__RECORDED INFORMATION__:
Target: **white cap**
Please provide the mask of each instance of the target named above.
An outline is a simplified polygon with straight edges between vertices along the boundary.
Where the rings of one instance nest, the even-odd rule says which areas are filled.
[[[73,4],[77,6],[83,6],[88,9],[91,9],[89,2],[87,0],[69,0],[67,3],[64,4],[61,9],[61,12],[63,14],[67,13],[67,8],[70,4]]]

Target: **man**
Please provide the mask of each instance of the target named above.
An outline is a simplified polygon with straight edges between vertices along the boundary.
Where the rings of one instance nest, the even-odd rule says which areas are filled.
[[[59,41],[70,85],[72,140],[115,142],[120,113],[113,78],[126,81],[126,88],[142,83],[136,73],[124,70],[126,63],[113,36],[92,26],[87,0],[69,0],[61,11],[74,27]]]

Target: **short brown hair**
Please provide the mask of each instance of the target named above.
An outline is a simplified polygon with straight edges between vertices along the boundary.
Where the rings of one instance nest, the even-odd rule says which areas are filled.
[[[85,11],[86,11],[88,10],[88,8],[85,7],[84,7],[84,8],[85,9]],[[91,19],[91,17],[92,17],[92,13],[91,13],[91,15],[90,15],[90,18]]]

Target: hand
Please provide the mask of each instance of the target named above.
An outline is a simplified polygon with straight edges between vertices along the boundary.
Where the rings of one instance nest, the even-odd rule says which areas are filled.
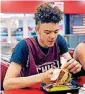
[[[79,72],[81,70],[81,67],[81,64],[77,62],[75,59],[71,59],[63,66],[64,69],[68,69],[69,72],[72,72],[74,74]]]
[[[43,73],[43,79],[42,79],[43,83],[50,83],[51,82],[50,78],[53,74],[53,70],[54,69],[50,69],[50,70]]]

__TASK REQUIREMENTS__: Rewrite all of the entries above, substituting "reduced polygon" for every occurrence of "simplified polygon" and changing nothing else. Omit the pictures.

__FULL ANSWER__:
Target: **white cap**
Please provide the mask of each instance of the target named above.
An outline is a reduced polygon with straight edges between vertices along the boundary.
Where the rings of one instance nest, the even-odd rule says which areas are filled.
[[[73,4],[77,6],[83,6],[88,9],[91,9],[89,2],[87,0],[69,0],[67,3],[64,4],[61,9],[61,12],[63,14],[67,13],[67,8],[70,4]]]

Target: **man**
Please provide the mask of each instance of the target named above.
An outline is a reduced polygon with straight edges between vertices along the boundary.
Where the rings of one instance nest, the even-odd rule says which areas are filled.
[[[59,41],[70,85],[72,140],[115,142],[120,113],[113,78],[126,81],[126,88],[142,83],[136,73],[124,70],[126,63],[113,36],[92,26],[87,0],[69,0],[61,11],[74,27]]]

Target: **short brown hair**
Please provide the mask of each instance of the target named above.
An outline is a reduced polygon with straight edges between vertices along the boundary.
Where the rings of one instance nest, the even-odd rule says which areas are filled.
[[[85,11],[86,11],[88,10],[88,8],[85,7],[84,7],[84,8],[85,9]],[[91,19],[91,17],[92,17],[92,13],[91,13],[91,15],[90,15],[90,18]]]

Target: hand
Please provide the mask of each instance of the target named above.
An outline is a reduced polygon with straight edges between vertices along the boundary.
Where the rings of one instance nest, the even-odd rule says which areas are filled.
[[[79,72],[81,70],[81,67],[81,64],[77,62],[75,59],[71,59],[63,66],[64,69],[68,69],[69,72],[72,72],[74,74]]]
[[[43,73],[43,79],[42,79],[43,83],[50,83],[51,82],[50,78],[53,74],[53,70],[54,69],[50,69],[50,70]]]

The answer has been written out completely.